Goal a> Repeat word for word the part of the math problem set below that begins at the words "for any two" and stops after the words "to be integers.".

Source>

═══

Suppose $r \geq 2$ is an integer, and let $m_{1}, n_{1}, m_{2}, n_{2}, \cdots, m_{r}, n_{r}$ be $2 r$ integers such that

$$

|m_{i} n_{j}-m_{j} n_{i}|=1

$$

for any two integers $i$ and $j$ satisfying $1 \leq i<j<r$. Determine the maximum possible value of $r$.

**INMO 2021, Problem 2**

Find all pairs of integers $(a, b)$ so that each of the two cubic polynomials

$$

x^{3}+a x+b \text { and } x^{3}+b x+a

$$

has all the roots to be integers.

**INMO 2021, Problem 3**

Betal marks 2021 points on the plane such that no three are collinear, and draws all possible line segments joining these. He then chooses any 1011 of these line segments, and marks their midpoints. Finally, he chooses a line segment whose midpoint is not marked yet, and challenges Vikram to construct its midpoint using only a straightedge. Can Vikram always complete this challenge?

Note: A straightedge is an infinitely long ruler without markings, which can only be used to draw the line joining any two given distinct points.

**INMO 2021, Problem 4**

A Magician and a Detective play a game. The Magician lays down cards numbered from 1 to 52 face-down on a table. On each move, the Detective can point to two cards and inquire if the numbers on them are consecutive. The Magician replies truthfully. After a finite number of moves the Detective points to two cards. She wins if the numbers on these two cards are consecutive, and loses otherwise.

═══

Data in this exercise>
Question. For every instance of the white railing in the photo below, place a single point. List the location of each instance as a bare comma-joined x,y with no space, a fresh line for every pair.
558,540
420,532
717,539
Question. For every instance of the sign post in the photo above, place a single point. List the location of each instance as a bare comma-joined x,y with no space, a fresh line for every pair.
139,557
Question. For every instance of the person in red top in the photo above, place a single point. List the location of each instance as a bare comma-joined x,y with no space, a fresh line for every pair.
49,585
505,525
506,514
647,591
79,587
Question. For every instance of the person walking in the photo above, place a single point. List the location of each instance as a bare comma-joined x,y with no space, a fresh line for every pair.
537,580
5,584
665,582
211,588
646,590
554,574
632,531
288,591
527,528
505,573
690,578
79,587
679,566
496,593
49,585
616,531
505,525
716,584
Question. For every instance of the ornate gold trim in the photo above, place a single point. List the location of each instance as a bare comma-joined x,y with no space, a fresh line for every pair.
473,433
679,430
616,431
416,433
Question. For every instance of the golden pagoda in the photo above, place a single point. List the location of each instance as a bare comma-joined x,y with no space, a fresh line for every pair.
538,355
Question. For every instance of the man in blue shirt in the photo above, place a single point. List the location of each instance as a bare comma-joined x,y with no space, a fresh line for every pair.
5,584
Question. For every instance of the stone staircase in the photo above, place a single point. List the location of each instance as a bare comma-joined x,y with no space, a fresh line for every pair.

═══

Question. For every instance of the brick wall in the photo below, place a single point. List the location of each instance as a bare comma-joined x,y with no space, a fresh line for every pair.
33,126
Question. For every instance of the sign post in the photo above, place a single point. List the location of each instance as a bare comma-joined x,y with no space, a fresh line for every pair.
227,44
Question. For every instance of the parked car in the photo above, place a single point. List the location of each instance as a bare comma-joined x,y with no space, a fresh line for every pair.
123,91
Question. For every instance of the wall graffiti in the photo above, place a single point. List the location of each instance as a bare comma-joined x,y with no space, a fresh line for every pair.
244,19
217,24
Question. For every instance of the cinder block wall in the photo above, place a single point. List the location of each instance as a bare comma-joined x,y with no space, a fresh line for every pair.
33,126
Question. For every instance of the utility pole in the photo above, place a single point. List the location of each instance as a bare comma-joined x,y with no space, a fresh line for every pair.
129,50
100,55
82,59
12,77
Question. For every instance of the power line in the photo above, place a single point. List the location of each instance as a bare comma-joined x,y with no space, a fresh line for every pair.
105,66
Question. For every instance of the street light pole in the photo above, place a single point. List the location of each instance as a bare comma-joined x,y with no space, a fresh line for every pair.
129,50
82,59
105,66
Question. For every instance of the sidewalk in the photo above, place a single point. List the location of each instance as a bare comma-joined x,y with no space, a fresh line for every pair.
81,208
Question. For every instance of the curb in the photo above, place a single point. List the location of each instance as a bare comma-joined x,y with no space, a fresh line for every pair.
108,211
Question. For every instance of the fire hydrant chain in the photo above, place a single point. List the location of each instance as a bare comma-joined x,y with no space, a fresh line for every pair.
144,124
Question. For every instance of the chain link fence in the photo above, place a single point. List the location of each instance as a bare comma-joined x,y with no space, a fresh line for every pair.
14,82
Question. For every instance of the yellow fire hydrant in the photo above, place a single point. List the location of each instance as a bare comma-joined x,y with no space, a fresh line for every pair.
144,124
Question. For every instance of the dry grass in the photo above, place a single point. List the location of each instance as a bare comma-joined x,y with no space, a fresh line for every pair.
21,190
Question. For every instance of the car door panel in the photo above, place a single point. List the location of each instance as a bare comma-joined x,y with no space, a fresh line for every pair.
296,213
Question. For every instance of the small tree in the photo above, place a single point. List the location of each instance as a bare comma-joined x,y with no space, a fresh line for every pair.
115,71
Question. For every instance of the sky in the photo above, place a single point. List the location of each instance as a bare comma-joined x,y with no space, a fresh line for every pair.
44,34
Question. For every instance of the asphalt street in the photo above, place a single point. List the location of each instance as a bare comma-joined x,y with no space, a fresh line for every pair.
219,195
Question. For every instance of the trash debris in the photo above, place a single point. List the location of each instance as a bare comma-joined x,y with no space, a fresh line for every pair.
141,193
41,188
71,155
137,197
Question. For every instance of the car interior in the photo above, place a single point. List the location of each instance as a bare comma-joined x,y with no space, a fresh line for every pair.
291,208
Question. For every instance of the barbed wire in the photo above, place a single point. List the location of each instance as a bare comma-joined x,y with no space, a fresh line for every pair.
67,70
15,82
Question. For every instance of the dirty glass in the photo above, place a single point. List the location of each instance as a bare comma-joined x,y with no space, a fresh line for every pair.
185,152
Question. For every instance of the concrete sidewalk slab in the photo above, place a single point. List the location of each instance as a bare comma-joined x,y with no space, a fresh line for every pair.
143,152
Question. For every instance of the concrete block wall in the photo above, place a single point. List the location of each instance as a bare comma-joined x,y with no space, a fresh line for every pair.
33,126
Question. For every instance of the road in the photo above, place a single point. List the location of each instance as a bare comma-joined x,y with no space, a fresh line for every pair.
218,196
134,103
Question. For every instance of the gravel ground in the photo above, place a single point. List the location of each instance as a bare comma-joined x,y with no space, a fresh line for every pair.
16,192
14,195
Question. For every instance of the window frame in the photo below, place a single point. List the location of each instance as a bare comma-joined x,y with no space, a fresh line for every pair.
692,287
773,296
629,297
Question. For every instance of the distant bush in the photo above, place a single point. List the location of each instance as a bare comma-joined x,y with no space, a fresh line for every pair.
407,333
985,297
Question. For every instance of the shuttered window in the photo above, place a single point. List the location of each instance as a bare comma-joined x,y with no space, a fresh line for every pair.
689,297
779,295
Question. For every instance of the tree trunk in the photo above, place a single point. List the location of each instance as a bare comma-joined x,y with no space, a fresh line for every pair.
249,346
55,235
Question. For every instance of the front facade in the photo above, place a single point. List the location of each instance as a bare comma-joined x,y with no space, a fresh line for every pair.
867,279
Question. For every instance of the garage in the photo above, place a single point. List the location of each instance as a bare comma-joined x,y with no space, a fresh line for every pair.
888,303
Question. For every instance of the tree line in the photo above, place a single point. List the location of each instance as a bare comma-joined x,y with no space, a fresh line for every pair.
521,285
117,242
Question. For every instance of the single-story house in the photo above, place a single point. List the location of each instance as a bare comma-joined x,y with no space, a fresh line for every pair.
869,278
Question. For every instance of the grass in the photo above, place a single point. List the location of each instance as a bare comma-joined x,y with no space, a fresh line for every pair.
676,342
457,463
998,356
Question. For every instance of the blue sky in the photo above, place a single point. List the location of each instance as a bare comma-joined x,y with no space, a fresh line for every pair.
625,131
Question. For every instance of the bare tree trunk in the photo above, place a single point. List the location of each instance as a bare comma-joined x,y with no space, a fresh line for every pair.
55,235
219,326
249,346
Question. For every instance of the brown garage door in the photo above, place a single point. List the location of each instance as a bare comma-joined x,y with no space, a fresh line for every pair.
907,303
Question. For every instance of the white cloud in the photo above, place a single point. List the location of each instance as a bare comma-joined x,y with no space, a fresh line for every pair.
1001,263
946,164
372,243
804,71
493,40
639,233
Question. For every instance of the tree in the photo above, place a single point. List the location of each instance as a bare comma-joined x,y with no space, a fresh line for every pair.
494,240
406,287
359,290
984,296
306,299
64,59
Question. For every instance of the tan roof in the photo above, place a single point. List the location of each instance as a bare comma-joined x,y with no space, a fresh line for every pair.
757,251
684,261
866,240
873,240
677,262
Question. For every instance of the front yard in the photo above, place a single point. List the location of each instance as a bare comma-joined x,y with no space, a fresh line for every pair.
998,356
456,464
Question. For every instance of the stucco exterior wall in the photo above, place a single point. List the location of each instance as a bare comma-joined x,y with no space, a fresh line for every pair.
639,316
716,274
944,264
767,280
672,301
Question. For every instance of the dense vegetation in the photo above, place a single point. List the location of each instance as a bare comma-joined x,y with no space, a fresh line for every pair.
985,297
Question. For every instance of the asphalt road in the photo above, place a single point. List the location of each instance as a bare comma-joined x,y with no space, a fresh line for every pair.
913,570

═══

Goal b> Pull out each line in the rows above that contains the word "sidewalk".

Full answer a>
for any two integers $i$ and $j$ satisfying $1 \leq i<j<r$. Determine the maximum possible value of $r$.

**INMO 2021, Problem 2**

Find all pairs of integers $(a, b)$ so that each of the two cubic polynomials

$$

x^{3}+a x+b \text { and } x^{3}+b x+a

$$

has all the roots to be integers.

Full answer b>
Question. For every instance of the sidewalk in the photo above, place a single point. List the location of each instance as a bare comma-joined x,y with no space, a fresh line for every pair.
Question. For every instance of the concrete sidewalk slab in the photo above, place a single point. List the location of each instance as a bare comma-joined x,y with no space, a fresh line for every pair.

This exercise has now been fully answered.